ASSIGNMENT: Where does the string "base" occur in the entries below? Copy every line where it does.

--------

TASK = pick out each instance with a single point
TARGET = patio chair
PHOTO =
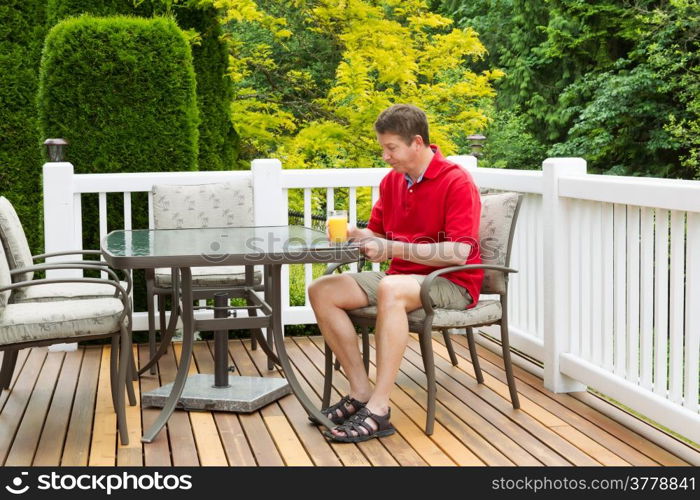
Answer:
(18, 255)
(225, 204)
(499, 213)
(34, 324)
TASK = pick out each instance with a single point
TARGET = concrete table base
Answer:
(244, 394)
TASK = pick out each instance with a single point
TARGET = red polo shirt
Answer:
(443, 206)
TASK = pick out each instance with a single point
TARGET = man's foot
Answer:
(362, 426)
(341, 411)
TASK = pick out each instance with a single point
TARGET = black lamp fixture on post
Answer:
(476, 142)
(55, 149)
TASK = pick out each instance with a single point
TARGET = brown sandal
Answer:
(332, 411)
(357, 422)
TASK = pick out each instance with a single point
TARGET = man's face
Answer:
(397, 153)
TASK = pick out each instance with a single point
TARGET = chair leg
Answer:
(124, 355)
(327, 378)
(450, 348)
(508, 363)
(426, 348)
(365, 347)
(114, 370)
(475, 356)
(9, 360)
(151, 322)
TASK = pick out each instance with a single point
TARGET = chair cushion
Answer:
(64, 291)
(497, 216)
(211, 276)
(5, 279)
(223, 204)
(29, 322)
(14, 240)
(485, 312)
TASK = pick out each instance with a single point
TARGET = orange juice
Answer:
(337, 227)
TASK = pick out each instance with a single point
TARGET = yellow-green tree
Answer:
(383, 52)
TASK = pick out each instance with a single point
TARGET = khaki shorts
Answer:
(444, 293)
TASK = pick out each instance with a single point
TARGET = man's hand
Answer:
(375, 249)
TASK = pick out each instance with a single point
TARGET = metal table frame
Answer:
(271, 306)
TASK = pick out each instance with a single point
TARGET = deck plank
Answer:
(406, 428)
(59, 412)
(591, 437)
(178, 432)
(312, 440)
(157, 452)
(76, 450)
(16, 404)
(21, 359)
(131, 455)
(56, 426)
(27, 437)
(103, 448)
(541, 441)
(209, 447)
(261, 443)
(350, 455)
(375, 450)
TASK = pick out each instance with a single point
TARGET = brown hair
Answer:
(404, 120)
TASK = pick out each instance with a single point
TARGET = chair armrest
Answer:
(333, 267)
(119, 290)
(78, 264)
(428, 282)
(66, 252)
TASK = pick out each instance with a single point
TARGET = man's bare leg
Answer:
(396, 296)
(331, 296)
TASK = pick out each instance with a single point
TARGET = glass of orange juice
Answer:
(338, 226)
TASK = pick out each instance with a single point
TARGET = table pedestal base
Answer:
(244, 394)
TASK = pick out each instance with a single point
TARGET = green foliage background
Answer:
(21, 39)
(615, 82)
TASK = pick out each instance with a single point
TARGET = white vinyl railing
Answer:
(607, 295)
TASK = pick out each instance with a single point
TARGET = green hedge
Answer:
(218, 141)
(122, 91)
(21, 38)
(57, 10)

--------

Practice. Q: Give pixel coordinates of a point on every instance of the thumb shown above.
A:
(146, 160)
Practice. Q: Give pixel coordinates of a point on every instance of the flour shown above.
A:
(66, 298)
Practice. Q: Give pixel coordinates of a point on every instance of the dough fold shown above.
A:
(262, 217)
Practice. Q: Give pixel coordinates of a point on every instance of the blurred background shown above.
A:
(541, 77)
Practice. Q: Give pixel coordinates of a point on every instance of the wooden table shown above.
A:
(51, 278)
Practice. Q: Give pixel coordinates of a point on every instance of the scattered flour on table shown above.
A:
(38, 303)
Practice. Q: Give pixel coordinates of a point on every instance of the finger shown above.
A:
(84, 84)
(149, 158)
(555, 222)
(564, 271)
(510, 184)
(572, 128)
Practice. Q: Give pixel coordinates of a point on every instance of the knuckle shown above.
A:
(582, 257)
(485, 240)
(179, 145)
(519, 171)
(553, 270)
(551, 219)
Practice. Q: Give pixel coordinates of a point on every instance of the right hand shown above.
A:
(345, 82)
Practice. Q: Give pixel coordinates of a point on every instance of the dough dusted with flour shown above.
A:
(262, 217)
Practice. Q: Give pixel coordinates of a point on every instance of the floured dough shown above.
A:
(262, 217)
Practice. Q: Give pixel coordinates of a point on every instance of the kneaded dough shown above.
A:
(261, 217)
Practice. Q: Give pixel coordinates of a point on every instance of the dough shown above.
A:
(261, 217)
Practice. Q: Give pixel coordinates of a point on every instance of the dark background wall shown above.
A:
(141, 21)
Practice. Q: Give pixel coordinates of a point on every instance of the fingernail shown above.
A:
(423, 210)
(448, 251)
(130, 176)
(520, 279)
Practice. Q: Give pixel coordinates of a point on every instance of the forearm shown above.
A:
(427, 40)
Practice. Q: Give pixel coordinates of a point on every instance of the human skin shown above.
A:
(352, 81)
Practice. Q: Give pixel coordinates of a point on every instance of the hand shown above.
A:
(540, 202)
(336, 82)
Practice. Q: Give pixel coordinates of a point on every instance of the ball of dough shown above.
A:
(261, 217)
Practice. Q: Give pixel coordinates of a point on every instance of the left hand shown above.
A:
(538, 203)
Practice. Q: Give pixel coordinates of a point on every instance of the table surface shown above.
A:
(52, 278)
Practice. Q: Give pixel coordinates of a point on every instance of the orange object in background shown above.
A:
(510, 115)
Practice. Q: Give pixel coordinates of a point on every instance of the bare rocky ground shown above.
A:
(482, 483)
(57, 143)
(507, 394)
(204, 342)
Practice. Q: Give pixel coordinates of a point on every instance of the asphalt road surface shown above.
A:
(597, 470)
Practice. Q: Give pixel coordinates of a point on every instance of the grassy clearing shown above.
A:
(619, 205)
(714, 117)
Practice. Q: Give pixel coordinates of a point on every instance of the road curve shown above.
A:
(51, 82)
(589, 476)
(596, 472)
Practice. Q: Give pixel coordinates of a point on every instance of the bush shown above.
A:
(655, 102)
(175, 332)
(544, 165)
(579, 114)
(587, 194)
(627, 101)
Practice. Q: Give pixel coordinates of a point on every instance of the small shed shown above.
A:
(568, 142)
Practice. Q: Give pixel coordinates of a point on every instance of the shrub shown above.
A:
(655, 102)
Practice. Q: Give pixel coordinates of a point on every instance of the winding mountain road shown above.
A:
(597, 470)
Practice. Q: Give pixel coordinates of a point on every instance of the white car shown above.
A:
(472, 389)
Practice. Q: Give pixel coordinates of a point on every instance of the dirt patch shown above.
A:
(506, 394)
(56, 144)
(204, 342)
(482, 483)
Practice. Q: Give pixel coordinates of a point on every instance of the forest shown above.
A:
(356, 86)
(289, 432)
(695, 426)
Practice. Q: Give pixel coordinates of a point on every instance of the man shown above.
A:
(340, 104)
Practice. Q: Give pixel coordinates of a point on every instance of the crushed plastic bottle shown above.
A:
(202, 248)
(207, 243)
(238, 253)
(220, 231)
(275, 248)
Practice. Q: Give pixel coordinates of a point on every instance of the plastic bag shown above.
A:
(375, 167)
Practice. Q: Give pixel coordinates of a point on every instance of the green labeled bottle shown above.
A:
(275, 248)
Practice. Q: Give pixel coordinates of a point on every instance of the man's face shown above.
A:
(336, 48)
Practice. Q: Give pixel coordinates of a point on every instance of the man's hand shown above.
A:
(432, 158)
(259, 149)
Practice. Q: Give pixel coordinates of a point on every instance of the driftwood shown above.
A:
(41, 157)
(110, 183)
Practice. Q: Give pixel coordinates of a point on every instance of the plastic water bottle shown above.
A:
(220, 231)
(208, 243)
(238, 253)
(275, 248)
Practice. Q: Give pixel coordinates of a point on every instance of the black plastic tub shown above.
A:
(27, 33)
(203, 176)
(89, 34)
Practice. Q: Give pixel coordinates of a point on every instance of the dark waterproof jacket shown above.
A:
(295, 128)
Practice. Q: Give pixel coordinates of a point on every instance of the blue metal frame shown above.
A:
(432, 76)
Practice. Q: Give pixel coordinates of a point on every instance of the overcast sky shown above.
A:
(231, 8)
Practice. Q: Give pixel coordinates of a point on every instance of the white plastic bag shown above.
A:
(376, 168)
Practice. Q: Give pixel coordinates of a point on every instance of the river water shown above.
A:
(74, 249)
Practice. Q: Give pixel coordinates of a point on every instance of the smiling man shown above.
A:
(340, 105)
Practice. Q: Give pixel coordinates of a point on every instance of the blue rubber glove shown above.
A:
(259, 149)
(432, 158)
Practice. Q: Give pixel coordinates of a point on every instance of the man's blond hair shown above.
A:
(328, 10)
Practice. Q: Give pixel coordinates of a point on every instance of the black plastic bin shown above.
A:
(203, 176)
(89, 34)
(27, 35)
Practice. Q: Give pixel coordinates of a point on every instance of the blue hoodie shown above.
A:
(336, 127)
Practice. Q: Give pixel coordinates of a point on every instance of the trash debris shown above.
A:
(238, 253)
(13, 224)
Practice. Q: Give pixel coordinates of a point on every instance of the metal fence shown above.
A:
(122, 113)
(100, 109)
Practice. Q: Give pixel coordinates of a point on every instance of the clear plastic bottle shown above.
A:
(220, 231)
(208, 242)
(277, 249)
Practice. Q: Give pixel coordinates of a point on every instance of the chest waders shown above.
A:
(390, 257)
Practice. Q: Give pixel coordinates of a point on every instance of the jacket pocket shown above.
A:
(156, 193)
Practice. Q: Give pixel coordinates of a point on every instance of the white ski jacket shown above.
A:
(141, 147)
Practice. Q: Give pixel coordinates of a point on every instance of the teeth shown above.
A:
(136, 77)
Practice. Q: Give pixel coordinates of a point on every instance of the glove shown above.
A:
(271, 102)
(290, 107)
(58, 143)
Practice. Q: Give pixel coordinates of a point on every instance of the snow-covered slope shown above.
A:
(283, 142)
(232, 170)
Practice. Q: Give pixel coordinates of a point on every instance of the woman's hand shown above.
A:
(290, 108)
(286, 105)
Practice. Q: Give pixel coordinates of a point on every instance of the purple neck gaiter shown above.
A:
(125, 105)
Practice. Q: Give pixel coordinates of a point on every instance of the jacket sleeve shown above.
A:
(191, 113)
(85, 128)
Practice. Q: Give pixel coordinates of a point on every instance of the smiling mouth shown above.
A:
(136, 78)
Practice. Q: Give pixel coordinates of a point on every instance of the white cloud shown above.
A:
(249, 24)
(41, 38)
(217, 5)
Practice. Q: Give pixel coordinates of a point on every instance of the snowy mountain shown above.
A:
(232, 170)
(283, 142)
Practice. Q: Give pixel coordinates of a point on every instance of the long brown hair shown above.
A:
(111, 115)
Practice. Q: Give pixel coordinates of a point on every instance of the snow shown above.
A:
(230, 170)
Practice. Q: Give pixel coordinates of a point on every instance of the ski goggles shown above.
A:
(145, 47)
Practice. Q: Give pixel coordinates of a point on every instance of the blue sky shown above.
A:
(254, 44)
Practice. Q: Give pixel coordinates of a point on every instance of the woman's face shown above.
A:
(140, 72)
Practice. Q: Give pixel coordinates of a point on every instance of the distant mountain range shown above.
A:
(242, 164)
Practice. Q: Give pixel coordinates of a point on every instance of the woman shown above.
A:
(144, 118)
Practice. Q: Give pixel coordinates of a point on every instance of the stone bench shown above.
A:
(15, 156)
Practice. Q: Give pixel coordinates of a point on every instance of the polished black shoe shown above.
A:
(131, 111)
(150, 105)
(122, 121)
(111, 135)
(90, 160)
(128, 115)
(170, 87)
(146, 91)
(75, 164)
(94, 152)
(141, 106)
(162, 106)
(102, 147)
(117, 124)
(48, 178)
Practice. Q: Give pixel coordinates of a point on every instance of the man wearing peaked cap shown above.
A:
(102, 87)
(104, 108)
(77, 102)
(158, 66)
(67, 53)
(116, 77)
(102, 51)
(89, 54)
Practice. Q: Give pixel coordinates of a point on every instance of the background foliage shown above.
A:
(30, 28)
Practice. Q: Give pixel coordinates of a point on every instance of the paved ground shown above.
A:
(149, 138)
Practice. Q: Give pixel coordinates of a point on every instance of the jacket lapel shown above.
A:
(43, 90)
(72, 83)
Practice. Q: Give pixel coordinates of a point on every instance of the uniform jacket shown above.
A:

--------

ANSWER SECTION:
TARGET = concrete table base
TARGET = table pedestal base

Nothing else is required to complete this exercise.